- [Instructions to follow]
Transcribe the material in full. Nothing should differ except that the pictures are left out.

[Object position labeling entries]

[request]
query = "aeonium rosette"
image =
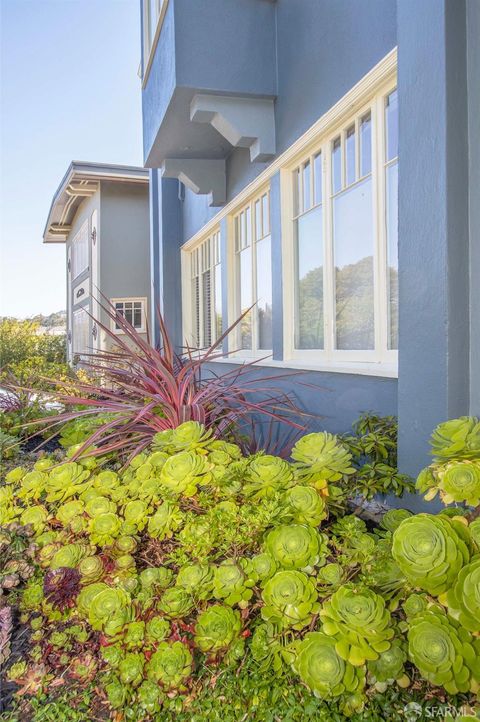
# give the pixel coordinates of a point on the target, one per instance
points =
(429, 551)
(359, 622)
(183, 472)
(323, 670)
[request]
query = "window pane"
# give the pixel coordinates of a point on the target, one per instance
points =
(353, 248)
(391, 120)
(317, 176)
(350, 152)
(306, 186)
(248, 226)
(392, 254)
(264, 293)
(206, 310)
(137, 316)
(336, 166)
(365, 145)
(196, 311)
(297, 190)
(258, 220)
(309, 281)
(218, 301)
(265, 215)
(245, 273)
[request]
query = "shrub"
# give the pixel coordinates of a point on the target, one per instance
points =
(172, 575)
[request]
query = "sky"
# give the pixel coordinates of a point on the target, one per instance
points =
(69, 90)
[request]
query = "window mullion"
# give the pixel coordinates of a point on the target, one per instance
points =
(378, 187)
(253, 251)
(328, 269)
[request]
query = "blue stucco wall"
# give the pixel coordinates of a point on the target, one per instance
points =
(433, 223)
(323, 47)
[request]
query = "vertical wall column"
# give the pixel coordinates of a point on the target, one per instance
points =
(277, 268)
(473, 79)
(433, 222)
(166, 240)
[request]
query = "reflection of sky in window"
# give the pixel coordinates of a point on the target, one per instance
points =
(310, 249)
(352, 220)
(392, 215)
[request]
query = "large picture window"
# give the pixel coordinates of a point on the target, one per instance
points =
(344, 240)
(206, 292)
(253, 275)
(80, 247)
(80, 332)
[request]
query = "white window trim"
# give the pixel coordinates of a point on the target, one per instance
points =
(130, 299)
(150, 44)
(383, 74)
(84, 229)
(188, 334)
(331, 356)
(234, 311)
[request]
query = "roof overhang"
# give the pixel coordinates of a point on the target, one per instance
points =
(79, 182)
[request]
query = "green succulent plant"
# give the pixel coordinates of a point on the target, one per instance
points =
(190, 436)
(116, 692)
(460, 482)
(463, 598)
(130, 668)
(157, 629)
(217, 628)
(444, 653)
(321, 458)
(290, 600)
(69, 511)
(359, 622)
(109, 610)
(170, 665)
(393, 518)
(197, 579)
(390, 666)
(296, 546)
(176, 602)
(266, 475)
(323, 670)
(150, 697)
(429, 551)
(270, 648)
(304, 505)
(66, 480)
(104, 528)
(36, 516)
(183, 472)
(456, 439)
(231, 584)
(112, 655)
(91, 569)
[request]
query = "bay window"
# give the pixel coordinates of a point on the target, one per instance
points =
(253, 275)
(206, 292)
(343, 241)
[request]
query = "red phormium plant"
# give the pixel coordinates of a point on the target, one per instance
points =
(147, 390)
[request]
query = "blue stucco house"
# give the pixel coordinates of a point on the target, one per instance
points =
(322, 159)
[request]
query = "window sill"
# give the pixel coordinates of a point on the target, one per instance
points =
(385, 370)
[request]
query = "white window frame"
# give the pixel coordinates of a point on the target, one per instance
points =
(130, 299)
(384, 73)
(330, 356)
(151, 32)
(82, 311)
(204, 257)
(234, 249)
(80, 246)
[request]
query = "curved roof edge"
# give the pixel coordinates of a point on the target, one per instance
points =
(81, 181)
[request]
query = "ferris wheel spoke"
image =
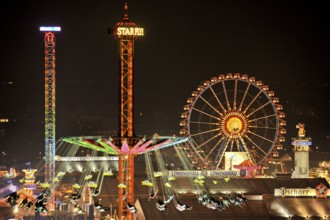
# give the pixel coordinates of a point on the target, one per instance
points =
(243, 99)
(200, 111)
(207, 141)
(216, 97)
(235, 94)
(225, 92)
(253, 100)
(222, 154)
(216, 110)
(205, 132)
(205, 123)
(267, 116)
(214, 147)
(258, 108)
(231, 144)
(254, 144)
(266, 139)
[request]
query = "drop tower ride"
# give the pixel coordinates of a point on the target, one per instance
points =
(126, 32)
(50, 74)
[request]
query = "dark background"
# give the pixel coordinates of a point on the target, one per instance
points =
(283, 43)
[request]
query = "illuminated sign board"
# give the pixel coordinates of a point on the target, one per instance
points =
(206, 173)
(319, 191)
(234, 158)
(50, 28)
(129, 31)
(301, 143)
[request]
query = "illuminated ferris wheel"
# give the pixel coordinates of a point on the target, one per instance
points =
(232, 113)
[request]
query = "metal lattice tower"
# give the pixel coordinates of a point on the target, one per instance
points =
(126, 32)
(50, 73)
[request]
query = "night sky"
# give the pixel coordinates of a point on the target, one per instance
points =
(283, 43)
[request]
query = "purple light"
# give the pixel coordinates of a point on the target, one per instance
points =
(50, 28)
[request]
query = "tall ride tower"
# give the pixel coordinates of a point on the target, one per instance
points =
(301, 149)
(126, 32)
(49, 40)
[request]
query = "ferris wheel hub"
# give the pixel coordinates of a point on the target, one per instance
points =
(233, 124)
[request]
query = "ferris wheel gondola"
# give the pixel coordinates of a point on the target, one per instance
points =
(232, 113)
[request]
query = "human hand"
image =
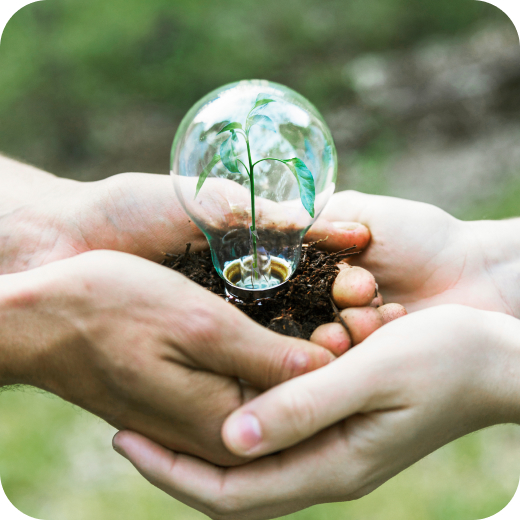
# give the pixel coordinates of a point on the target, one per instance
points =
(142, 347)
(47, 218)
(421, 256)
(366, 417)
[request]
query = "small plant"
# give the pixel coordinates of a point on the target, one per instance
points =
(230, 159)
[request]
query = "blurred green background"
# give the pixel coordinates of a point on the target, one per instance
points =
(423, 101)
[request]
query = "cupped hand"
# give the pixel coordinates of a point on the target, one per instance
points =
(359, 421)
(142, 347)
(421, 256)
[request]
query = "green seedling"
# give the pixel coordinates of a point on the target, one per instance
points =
(231, 160)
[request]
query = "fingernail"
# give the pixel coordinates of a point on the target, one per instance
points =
(244, 433)
(118, 449)
(347, 226)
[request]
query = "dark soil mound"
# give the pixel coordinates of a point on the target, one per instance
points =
(304, 305)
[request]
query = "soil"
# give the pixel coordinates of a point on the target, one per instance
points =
(303, 305)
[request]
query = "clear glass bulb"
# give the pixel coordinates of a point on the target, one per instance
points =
(261, 138)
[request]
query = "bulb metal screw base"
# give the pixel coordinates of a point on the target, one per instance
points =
(251, 295)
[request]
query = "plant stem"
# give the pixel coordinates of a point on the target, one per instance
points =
(269, 159)
(245, 167)
(253, 216)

- [Problem solution]
[request]
query = "aeonium rosette"
image =
# give the pixel coordinates of a point on the target, one per instance
points =
(429, 551)
(359, 622)
(183, 472)
(323, 670)
[request]
query = "window pane"
# give the pixel coordinates of a point on the target, one per instance
points =
(353, 248)
(391, 120)
(317, 176)
(350, 152)
(306, 186)
(248, 226)
(392, 254)
(264, 293)
(206, 310)
(137, 316)
(336, 166)
(365, 145)
(196, 311)
(297, 190)
(258, 220)
(309, 281)
(218, 301)
(265, 215)
(245, 273)
[request]
query = "shrub"
# give the pixel coordinates of a point on the target, one per instance
points =
(172, 575)
[request]
query = "sky"
# give the pixel coordinates of a point on the target, one per instance
points =
(69, 90)
[request]
query = "window mullion"
# give the pixel coordinates of a point on the target, one per instance
points =
(378, 187)
(253, 251)
(328, 269)
[request]
query = "blue stucco wall"
# give the pixel coordinates of a point on the target, one per instance
points =
(433, 223)
(323, 47)
[request]
query = "vertical wall column"
# give the pixel coordinates of a point on the target, one per instance
points =
(277, 268)
(473, 79)
(433, 222)
(166, 240)
[request]
query = "reflection of sky in window"
# give the pixel coordinates of a point on the target, one per instance
points =
(310, 249)
(352, 220)
(392, 215)
[request]
query = "large picture window"
# give the pixel coordinates of a point on the target, one per instance
points =
(344, 240)
(206, 292)
(253, 275)
(80, 247)
(80, 332)
[request]
query = "white window trim"
# give the pixel coordinates of a point on the target, one per instance
points =
(130, 299)
(150, 44)
(383, 74)
(84, 229)
(188, 334)
(331, 356)
(234, 311)
[request]
query = "roof overhang"
# give the pixel coordinates of a point on the target, one per instance
points =
(79, 182)
[request]
query = "green succulent plant"
# give the pixel coordinates of a point on the target, one per instance
points =
(190, 436)
(116, 692)
(460, 482)
(463, 598)
(130, 668)
(157, 629)
(217, 628)
(444, 653)
(321, 458)
(290, 600)
(69, 511)
(359, 622)
(109, 610)
(170, 665)
(393, 518)
(197, 579)
(390, 666)
(296, 546)
(176, 602)
(266, 475)
(323, 670)
(150, 697)
(429, 551)
(270, 648)
(304, 505)
(66, 480)
(104, 528)
(36, 516)
(183, 472)
(456, 439)
(231, 584)
(112, 655)
(91, 569)
[request]
query = "bay window"
# give the pixel coordinates of a point on the target, one per instance
points =
(253, 275)
(206, 292)
(343, 241)
[request]
query = "red phormium plant"
# give the pixel coordinates of a point on the target, one per instance
points =
(147, 390)
[request]
query = "blue stucco house"
# give the pixel coordinates of a point on the target, one per instance
points =
(322, 159)
[request]
query = "window sill"
# give the pixel coordinates of a point on the target, one per instance
points =
(385, 370)
[request]
query = "white window frame"
# give the pixel coordinates of a point on the target, one per instance
points =
(130, 299)
(384, 73)
(330, 356)
(151, 32)
(82, 311)
(204, 257)
(234, 249)
(80, 246)
[request]
query = "curved roof edge"
# give the pixel coordinates of a point on the target, one per instance
points =
(81, 181)
[request]
query = "ferris wheel spoke"
image =
# give the pixel coordinates of a point on the target, one per instance
points =
(243, 99)
(200, 111)
(207, 141)
(216, 97)
(235, 94)
(225, 92)
(253, 100)
(222, 154)
(216, 110)
(205, 132)
(205, 123)
(267, 116)
(214, 147)
(258, 108)
(231, 144)
(254, 144)
(266, 139)
[request]
query = "drop tower ride"
# give the pixel coordinates of a point on the target, one per instance
points =
(126, 32)
(50, 74)
[request]
query = "dark background"
# give the pixel coordinates of a point on the target, one per instance
points =
(283, 43)
[request]
query = "illuminated sign board"
# give the pixel coordinates of a point on the target, one per instance
points =
(206, 173)
(319, 191)
(234, 158)
(50, 28)
(129, 31)
(301, 143)
[request]
query = "illuminated ferris wheel"
# give the pixel coordinates of a point on the target, one per instance
points =
(232, 113)
[request]
query = "metal lattice tower"
# give the pixel coordinates of a point on the target, one per instance
points =
(126, 32)
(50, 73)
[request]
query = "night sky"
# give the pixel coordinates of a point on the target, one per instance
points =
(283, 43)
[request]
query = "purple light"
# give the pixel coordinates of a point on the target, one per instance
points =
(50, 28)
[request]
query = "tall ride tower"
# give the pixel coordinates of a point on the target, one per instance
points =
(301, 149)
(126, 32)
(49, 40)
[request]
query = "ferris wheel hub"
# give the pixel coordinates of a point on the target, one per instance
points =
(233, 124)
[request]
query = "ferris wheel gondola"
# give the pixel coordinates of a point on the target, one per instance
points =
(232, 113)
[request]
query = "human hand"
image =
# give the pixel coordinates of a point on the target, one per instance
points =
(142, 347)
(47, 218)
(421, 256)
(366, 417)
[request]
query = "small plant"
# give the pixel coordinates of a point on the target, one per instance
points =
(230, 159)
[request]
query = "blurred green background"
# give the pixel coordinates of a point on the target, one per instance
points =
(423, 101)
[request]
query = "cupped hand"
# give the pixel coordinates of a point on the target, one per instance
points =
(359, 421)
(142, 347)
(421, 256)
[request]
query = "green seedling"
# give the pixel coordinates of a point on the target, one per instance
points =
(231, 160)
[request]
query = "fingernail"
# give the pixel coordinates of a point on the target, one per instance
points =
(244, 433)
(118, 449)
(347, 226)
[request]
query = "dark soil mound"
# give the pixel coordinates of a point on the target, one per instance
points =
(304, 305)
[request]
query = "soil"
# give the pixel coordinates of a point on the target, one per instance
points =
(303, 305)
[request]
query = "clear glass bulb"
# give the pixel coordinates of a point on the target, one per instance
points =
(261, 138)
[request]
query = "bulb metal screw base"
# give the pixel coordinates of a point on the target, one per instance
points =
(251, 295)
[request]
query = "plant stem"
# give the pixel coordinates of a point on the target, one per instance
points =
(269, 159)
(245, 167)
(253, 216)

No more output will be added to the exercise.